§ **Task description**:
Can you edit the records below so that every "Objective" reads "Instruction", with nothing else changed? Leave the pictures out of your answer.

————————

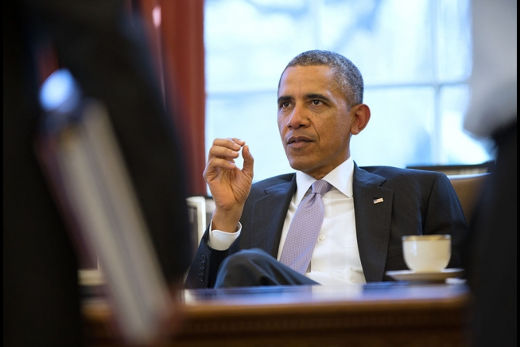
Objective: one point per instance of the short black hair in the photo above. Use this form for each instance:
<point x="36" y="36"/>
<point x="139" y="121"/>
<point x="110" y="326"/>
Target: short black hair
<point x="348" y="76"/>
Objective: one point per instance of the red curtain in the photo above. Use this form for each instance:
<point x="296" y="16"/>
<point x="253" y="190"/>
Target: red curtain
<point x="177" y="40"/>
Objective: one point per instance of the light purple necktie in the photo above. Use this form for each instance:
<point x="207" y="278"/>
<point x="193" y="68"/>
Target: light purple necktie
<point x="304" y="229"/>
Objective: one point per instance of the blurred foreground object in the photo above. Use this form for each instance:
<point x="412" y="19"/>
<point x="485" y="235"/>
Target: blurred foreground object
<point x="106" y="52"/>
<point x="492" y="245"/>
<point x="87" y="174"/>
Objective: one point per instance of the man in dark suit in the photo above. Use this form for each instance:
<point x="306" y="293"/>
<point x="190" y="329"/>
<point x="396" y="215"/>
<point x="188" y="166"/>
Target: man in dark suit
<point x="366" y="211"/>
<point x="106" y="53"/>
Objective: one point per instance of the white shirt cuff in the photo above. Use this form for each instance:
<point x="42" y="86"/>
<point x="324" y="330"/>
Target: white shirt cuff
<point x="220" y="240"/>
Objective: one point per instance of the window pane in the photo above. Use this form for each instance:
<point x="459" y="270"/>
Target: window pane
<point x="389" y="41"/>
<point x="400" y="129"/>
<point x="248" y="45"/>
<point x="454" y="40"/>
<point x="458" y="147"/>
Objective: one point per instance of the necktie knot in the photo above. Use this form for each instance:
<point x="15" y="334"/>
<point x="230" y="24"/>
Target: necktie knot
<point x="321" y="187"/>
<point x="304" y="229"/>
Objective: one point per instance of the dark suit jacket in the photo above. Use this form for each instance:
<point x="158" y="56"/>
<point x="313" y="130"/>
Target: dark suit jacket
<point x="415" y="202"/>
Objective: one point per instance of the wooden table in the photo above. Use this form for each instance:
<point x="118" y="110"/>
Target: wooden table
<point x="380" y="314"/>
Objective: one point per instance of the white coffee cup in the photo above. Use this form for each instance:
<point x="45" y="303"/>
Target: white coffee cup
<point x="427" y="253"/>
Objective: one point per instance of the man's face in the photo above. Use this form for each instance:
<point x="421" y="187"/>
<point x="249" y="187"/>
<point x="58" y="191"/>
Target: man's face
<point x="313" y="119"/>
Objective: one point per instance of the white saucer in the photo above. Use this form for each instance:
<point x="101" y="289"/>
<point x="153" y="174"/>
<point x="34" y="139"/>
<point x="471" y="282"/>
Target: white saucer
<point x="412" y="276"/>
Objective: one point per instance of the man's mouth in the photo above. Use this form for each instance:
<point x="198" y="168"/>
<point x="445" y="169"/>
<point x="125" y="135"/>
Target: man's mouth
<point x="298" y="139"/>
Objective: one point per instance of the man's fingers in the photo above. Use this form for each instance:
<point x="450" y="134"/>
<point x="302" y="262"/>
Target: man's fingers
<point x="247" y="167"/>
<point x="223" y="152"/>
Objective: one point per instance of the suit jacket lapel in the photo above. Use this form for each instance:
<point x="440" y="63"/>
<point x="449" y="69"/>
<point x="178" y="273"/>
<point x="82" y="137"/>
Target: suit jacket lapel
<point x="270" y="211"/>
<point x="373" y="207"/>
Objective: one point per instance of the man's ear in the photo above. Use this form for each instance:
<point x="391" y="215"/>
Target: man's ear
<point x="360" y="118"/>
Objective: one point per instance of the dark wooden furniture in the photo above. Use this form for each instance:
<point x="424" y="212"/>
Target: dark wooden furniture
<point x="380" y="314"/>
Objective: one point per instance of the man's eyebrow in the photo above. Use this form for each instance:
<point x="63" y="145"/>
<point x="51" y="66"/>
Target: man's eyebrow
<point x="284" y="98"/>
<point x="316" y="96"/>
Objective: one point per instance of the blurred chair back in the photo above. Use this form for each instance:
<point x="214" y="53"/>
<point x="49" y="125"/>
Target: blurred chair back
<point x="468" y="189"/>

————————

§ **Result**:
Instruction: one point per instance of the short black hair in the photo above. Use this form for each instance:
<point x="36" y="36"/>
<point x="139" y="121"/>
<point x="110" y="326"/>
Target: short black hair
<point x="348" y="76"/>
Instruction: one point per instance of the red curtain in the photo above. Use this form for each instance:
<point x="296" y="16"/>
<point x="253" y="190"/>
Target: red curtain
<point x="177" y="40"/>
Instruction: one point per instance of the light purple necktie in the photo above. Use this form for each instance:
<point x="207" y="278"/>
<point x="193" y="68"/>
Target: light purple necktie
<point x="304" y="229"/>
Instruction: one point per instance of the blurred foreground object in the photo above. Use this form for each instance:
<point x="412" y="19"/>
<point x="485" y="235"/>
Target: blurred foreground object
<point x="106" y="52"/>
<point x="492" y="245"/>
<point x="87" y="174"/>
Instruction: one point per instance of the man in dark suit in the photo above. Use this form for each instance:
<point x="306" y="293"/>
<point x="190" y="329"/>
<point x="396" y="215"/>
<point x="188" y="166"/>
Target: man in dark suit
<point x="366" y="211"/>
<point x="106" y="53"/>
Instruction: one point per instance of the white shirt cuff in the photo above. Use this form for each instance:
<point x="42" y="86"/>
<point x="324" y="330"/>
Target: white shirt cuff
<point x="220" y="240"/>
Instruction: one point per instance of the window pane in the photo above. Use this form for each instance:
<point x="459" y="270"/>
Target: window pane
<point x="389" y="41"/>
<point x="400" y="129"/>
<point x="248" y="45"/>
<point x="454" y="40"/>
<point x="458" y="147"/>
Instruction: one point per instance of the necktie knot in the photo above. Use this form for each instance:
<point x="15" y="334"/>
<point x="230" y="24"/>
Target: necktie knot
<point x="321" y="187"/>
<point x="304" y="229"/>
Instruction: one point per instance of the dark suit jacket in the photo above. Use this form for each instance:
<point x="158" y="56"/>
<point x="313" y="130"/>
Target: dark suit jacket
<point x="415" y="202"/>
Instruction: one point per instance of the wooden table in the photo above. Use this form for each instance:
<point x="118" y="110"/>
Target: wooden table
<point x="380" y="314"/>
Instruction: one point per instance of the white coffee cup in the photo above. Use this form for each instance:
<point x="45" y="303"/>
Target: white coffee cup
<point x="427" y="253"/>
Instruction: one point per instance of the man's face in the photo above. Use this form for each instance:
<point x="421" y="187"/>
<point x="249" y="187"/>
<point x="58" y="191"/>
Target: man's face
<point x="313" y="119"/>
Instruction: one point per instance of the white saucer in the photo above. Use this form for each instance:
<point x="101" y="289"/>
<point x="153" y="174"/>
<point x="34" y="139"/>
<point x="471" y="282"/>
Target: white saucer
<point x="412" y="276"/>
Instruction: one point per instance of the man's mouth in the photo above. Use this form for each instance:
<point x="198" y="168"/>
<point x="445" y="169"/>
<point x="125" y="135"/>
Target: man's mouth
<point x="298" y="139"/>
Instruction: one point per instance of the man's fingers in the photo above. Use this form for each instance:
<point x="450" y="134"/>
<point x="302" y="262"/>
Target: man's fingers
<point x="247" y="167"/>
<point x="223" y="152"/>
Instruction: one point per instance of the suit jacket lapel in the photo above. Use this form for each instance:
<point x="440" y="63"/>
<point x="449" y="69"/>
<point x="178" y="273"/>
<point x="82" y="137"/>
Target: suit jacket lapel
<point x="270" y="211"/>
<point x="373" y="207"/>
Instruction: one point per instance of the man's ear in the photo above. Use this form for each instance:
<point x="391" y="215"/>
Target: man's ear
<point x="360" y="118"/>
Instruction: one point per instance of the dark wooden furniture in the photo above. Use this form for each instance:
<point x="424" y="212"/>
Target: dark wooden furniture
<point x="380" y="314"/>
Instruction: one point per instance of the man's eyebrow in the photo above. Use this form for each instance:
<point x="63" y="145"/>
<point x="51" y="66"/>
Target: man's eyebrow
<point x="284" y="98"/>
<point x="316" y="96"/>
Instruction: one point per instance of the blurred chair back in the photo above. Use this form for each instance:
<point x="214" y="53"/>
<point x="49" y="125"/>
Target: blurred chair back
<point x="468" y="189"/>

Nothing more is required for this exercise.